Exercise :: Retype all of the rows below word for word, omitting the pictures.

---- Raw records

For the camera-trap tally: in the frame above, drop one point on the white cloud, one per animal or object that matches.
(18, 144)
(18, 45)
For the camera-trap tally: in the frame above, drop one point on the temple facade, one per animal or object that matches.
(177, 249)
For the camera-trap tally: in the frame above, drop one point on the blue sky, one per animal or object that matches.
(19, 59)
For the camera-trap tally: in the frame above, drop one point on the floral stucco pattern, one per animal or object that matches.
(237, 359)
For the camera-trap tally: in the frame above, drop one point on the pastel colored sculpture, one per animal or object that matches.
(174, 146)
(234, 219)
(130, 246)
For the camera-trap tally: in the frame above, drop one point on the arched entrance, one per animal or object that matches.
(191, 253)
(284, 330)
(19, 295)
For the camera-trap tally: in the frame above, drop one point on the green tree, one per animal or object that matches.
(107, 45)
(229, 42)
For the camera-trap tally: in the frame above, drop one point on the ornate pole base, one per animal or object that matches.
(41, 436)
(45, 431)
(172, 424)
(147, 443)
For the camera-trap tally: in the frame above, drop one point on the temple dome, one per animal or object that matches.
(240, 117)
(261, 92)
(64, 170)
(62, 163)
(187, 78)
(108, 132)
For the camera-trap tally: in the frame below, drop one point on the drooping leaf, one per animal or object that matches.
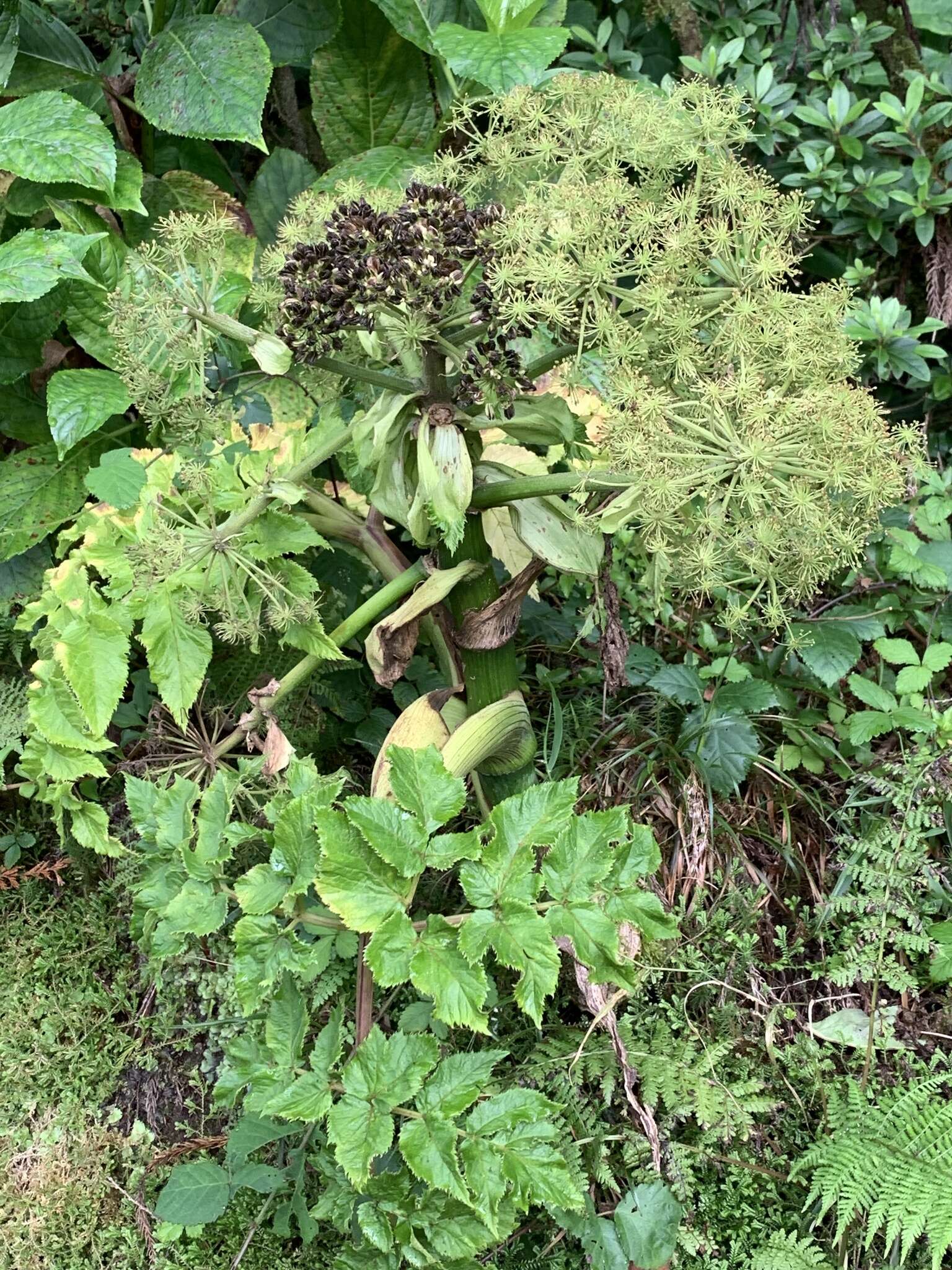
(93, 652)
(178, 651)
(81, 402)
(195, 1194)
(500, 60)
(51, 136)
(420, 783)
(291, 29)
(117, 479)
(369, 88)
(206, 76)
(648, 1221)
(353, 881)
(439, 970)
(281, 178)
(35, 260)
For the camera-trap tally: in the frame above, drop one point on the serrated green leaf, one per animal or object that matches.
(196, 910)
(369, 88)
(390, 1070)
(23, 332)
(913, 678)
(35, 260)
(531, 819)
(353, 881)
(866, 724)
(93, 653)
(833, 652)
(52, 138)
(648, 1221)
(394, 833)
(416, 19)
(430, 1148)
(195, 1194)
(679, 683)
(439, 970)
(206, 76)
(871, 694)
(359, 1133)
(897, 652)
(178, 651)
(423, 786)
(50, 56)
(291, 29)
(521, 941)
(281, 178)
(260, 889)
(286, 1024)
(457, 1082)
(81, 402)
(117, 479)
(390, 949)
(500, 60)
(583, 855)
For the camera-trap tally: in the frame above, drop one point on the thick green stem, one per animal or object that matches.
(499, 492)
(489, 675)
(299, 673)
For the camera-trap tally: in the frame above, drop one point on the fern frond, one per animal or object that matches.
(788, 1253)
(890, 1162)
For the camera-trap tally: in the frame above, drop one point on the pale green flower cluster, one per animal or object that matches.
(633, 231)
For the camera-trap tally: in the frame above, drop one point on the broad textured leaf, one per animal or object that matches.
(648, 1221)
(537, 1171)
(353, 881)
(9, 37)
(50, 56)
(23, 332)
(390, 949)
(93, 652)
(457, 1082)
(81, 402)
(195, 1194)
(291, 29)
(369, 88)
(281, 178)
(421, 784)
(51, 138)
(430, 1148)
(507, 868)
(439, 970)
(390, 1070)
(522, 941)
(117, 479)
(583, 855)
(286, 1024)
(724, 745)
(381, 168)
(197, 910)
(871, 694)
(416, 19)
(500, 60)
(833, 652)
(260, 889)
(35, 260)
(359, 1133)
(394, 833)
(206, 76)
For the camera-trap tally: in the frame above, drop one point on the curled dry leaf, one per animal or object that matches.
(496, 624)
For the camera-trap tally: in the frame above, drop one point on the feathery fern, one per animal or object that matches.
(891, 1162)
(788, 1253)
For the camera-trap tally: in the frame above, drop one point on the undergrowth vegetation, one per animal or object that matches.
(475, 634)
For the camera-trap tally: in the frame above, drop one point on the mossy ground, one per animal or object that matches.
(77, 1050)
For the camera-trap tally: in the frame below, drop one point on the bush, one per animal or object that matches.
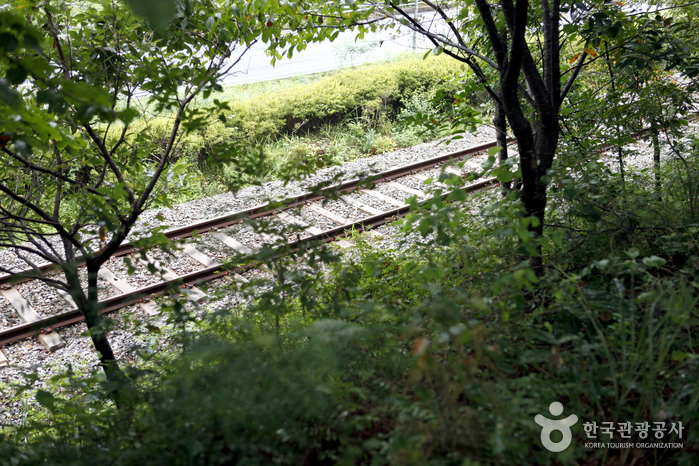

--------

Task solution ::
For the camera-trap tally: in the frame above, drop one point on the white cloud, one per animal or object that matches.
(18, 144)
(18, 45)
For the camera-trap tally: in the frame above, drop one point on the temple facade, one per animal or object that matches.
(177, 249)
For the camera-trap tally: in the frame above, drop one point on the blue sky, one per animal or object that matches.
(19, 59)
For the camera-trap tally: in the frame above, drop one point on the floral stucco pattern, one per animal or object that matches.
(237, 359)
For the camera-trap tally: in the frame above, drop one point on the pastel colored sculpture, one per animal or object that matches.
(174, 146)
(234, 219)
(130, 246)
For the camera-trap tally: in the frame above, drop one point on the arched entrance, one per animal or object that matches.
(191, 253)
(284, 330)
(19, 295)
For the camera-trap tally: in the frame above, drop one point on the green tree, one per animal or object that matches.
(107, 45)
(229, 42)
For the camera-trap tally: in the frame above, drop one point on the ornate pole base, one per animal or object that matches.
(41, 436)
(45, 431)
(172, 424)
(147, 443)
For the camera-trap tally: in the frame above, drop one point on the temple dome, one per animal or object that matches.
(240, 117)
(261, 92)
(64, 170)
(62, 163)
(187, 78)
(108, 132)
For the camera-trap tally: in the frame below, drop one point on the drooping leaf, one per animal or object that matches.
(93, 652)
(178, 651)
(81, 402)
(195, 1194)
(500, 60)
(51, 136)
(420, 783)
(291, 29)
(117, 479)
(369, 88)
(206, 76)
(648, 1221)
(353, 881)
(439, 970)
(281, 178)
(35, 260)
For the camera-trap tally: in the frame above, drop one point on the serrated green leaf, one per animal or object that matches.
(196, 910)
(369, 88)
(390, 1070)
(23, 332)
(913, 678)
(35, 260)
(531, 819)
(353, 881)
(866, 724)
(93, 653)
(833, 652)
(52, 138)
(648, 1221)
(394, 833)
(416, 19)
(430, 1148)
(195, 1194)
(679, 683)
(439, 970)
(206, 76)
(871, 694)
(359, 1133)
(897, 652)
(178, 651)
(423, 786)
(50, 56)
(291, 29)
(521, 941)
(281, 178)
(260, 889)
(286, 1024)
(457, 1082)
(81, 402)
(117, 479)
(390, 949)
(500, 60)
(583, 855)
For the camera-trap tally: in the frame above, drop one point on the thick green stem, one per animal or object that matches.
(499, 492)
(489, 675)
(299, 673)
For the camera-trap tally: in the frame above, drop one point on the fern frond, one per animal or object that matches.
(788, 1253)
(890, 1162)
For the camera-trap tally: in the frame above, drop one point on the pale green flower cluster, one per animal or object that matches.
(633, 231)
For the camera-trap tally: in the frame above, drop one point on the broad textured leaf, one per animal or object that matches.
(648, 1221)
(537, 1171)
(353, 881)
(9, 37)
(50, 56)
(23, 332)
(390, 949)
(93, 652)
(457, 1082)
(81, 402)
(195, 1194)
(291, 29)
(369, 88)
(281, 178)
(421, 784)
(51, 138)
(430, 1148)
(507, 868)
(439, 970)
(390, 1070)
(522, 941)
(117, 479)
(583, 855)
(286, 1024)
(724, 745)
(381, 168)
(197, 910)
(871, 694)
(416, 19)
(500, 60)
(833, 652)
(260, 889)
(35, 260)
(359, 1133)
(394, 833)
(206, 76)
For the camera-trap tally: in the frame above, drop one point on the curled dry leaf, one per animal or object that matches.
(496, 624)
For the camera-trap tally: in the frame above, drop one point on the feathery fern, one per animal or object that matches.
(891, 1162)
(788, 1253)
For the camera-trap tally: in the frame above, drop one point on the undergrowth vegetation, one per animal or object that matches.
(475, 634)
For the camera-trap tally: in the frame above, drop one point on the mossy ground, one per animal or object that matches.
(77, 1050)
For the camera-trap tally: in the frame below, drop one point on the bush, one per animal or object that matches.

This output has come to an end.